In the records, from the line containing "Scan for ornate lamp post in the frame." through the end, swap "ornate" for "iron" and write out only those lines with nothing else changed.

Record list:
= = = = =

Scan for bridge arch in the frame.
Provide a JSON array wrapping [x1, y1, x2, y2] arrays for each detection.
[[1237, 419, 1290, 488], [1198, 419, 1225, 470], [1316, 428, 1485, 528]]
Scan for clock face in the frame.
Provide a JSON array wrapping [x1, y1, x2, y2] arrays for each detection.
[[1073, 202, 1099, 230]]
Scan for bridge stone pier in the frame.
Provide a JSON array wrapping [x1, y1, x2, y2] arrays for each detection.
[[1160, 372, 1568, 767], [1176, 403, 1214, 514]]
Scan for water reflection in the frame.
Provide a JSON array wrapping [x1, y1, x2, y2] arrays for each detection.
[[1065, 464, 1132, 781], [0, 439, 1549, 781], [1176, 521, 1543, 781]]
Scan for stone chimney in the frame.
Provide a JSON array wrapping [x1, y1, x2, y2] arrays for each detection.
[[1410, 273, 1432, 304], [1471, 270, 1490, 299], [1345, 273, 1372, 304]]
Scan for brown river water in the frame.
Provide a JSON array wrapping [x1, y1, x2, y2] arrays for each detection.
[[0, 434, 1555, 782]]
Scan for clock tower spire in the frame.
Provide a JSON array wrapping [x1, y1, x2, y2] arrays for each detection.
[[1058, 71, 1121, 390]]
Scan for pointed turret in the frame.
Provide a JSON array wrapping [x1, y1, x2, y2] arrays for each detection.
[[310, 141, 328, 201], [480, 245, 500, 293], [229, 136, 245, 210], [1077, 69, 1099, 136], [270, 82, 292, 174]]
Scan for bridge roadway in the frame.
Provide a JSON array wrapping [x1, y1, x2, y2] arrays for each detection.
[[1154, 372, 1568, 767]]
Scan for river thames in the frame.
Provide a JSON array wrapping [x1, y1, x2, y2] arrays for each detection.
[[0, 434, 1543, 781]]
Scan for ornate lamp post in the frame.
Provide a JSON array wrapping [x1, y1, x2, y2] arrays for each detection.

= = = = =

Answer below:
Scan for iron lamp post in the frame.
Provide a JSON array wrapping [x1, y1, x2, y2] arrays for each detection.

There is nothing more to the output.